## THE REQUEST
Locate the line that contains "grey sky shown above." in the entries below. Retype it and all following lines through the final one, character for character.

## RECORD SET
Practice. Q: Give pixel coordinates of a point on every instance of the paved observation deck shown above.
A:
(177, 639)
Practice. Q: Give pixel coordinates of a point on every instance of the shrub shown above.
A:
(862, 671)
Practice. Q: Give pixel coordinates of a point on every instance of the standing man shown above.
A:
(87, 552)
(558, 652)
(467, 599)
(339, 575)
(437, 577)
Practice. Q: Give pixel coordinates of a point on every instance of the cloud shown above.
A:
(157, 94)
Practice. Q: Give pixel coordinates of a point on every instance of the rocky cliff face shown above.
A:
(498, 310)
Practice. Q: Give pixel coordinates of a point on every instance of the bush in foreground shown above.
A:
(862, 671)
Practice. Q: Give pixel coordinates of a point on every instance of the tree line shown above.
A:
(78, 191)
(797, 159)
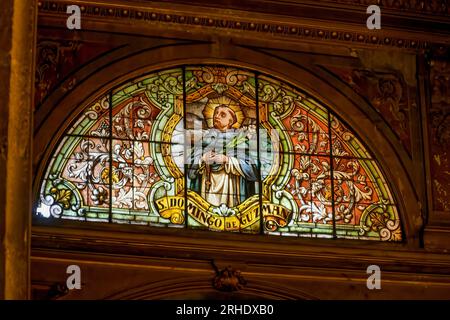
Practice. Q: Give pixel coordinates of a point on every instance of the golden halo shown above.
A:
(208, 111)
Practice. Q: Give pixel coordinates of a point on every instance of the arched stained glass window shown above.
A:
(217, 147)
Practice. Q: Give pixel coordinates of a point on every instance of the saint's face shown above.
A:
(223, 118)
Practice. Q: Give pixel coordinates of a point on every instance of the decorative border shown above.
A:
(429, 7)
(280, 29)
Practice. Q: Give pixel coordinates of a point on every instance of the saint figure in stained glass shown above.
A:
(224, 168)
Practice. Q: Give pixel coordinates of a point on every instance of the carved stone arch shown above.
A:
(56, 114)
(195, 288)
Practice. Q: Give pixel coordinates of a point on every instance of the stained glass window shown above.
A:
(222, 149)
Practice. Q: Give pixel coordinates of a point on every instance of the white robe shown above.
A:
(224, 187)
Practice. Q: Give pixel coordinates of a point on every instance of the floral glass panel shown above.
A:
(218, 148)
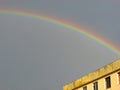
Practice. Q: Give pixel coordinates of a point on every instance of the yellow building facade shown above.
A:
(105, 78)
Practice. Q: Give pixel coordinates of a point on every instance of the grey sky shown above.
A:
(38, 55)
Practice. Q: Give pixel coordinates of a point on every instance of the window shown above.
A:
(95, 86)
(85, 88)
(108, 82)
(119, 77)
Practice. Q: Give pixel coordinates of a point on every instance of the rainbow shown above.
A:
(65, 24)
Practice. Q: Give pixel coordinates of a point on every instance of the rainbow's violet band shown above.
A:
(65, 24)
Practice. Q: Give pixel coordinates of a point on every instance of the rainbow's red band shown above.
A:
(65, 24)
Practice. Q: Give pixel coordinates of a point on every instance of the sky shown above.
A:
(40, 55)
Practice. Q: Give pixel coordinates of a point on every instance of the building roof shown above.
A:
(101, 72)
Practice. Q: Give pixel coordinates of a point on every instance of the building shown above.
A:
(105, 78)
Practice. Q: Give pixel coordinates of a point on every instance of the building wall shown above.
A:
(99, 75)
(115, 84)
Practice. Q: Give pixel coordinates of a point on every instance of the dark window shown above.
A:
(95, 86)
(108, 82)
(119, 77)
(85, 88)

## COMPLETED TASK
Practice. Q: Give pixel coordinates of a point on every instance of the grey sky shown above.
A:
(38, 55)
Practice. Q: Give pixel coordinates of a point on every instance of the window shown above.
A:
(95, 86)
(85, 88)
(108, 82)
(119, 77)
Practice. Q: Give pixel coordinates of a point on every instance of the rainbow shown above.
A:
(65, 24)
Practice. Q: Give pixel coordinates of a point on every instance of the rainbow's violet band shown above.
A:
(65, 24)
Practice. Q: Give pixel coordinates of a point on every instance of the rainbow's red band shown above.
A:
(65, 24)
Practice. Q: Give pixel coordinates of a point on every instance of the sky shown above.
A:
(40, 55)
Practice. Q: Give pixel coordinates of a point on every instance of the building roof shown above.
A:
(101, 72)
Practice. Q: Give pixel coordinates of a point on every instance of the building shown above.
A:
(105, 78)
Practice. Q: Give pixel coordinates of a point on every instance of the building wall shown above.
A:
(99, 75)
(115, 84)
Practice. Q: Give pixel coordinates of a point on every instance of the dark window shown above.
A:
(95, 86)
(108, 82)
(119, 77)
(85, 88)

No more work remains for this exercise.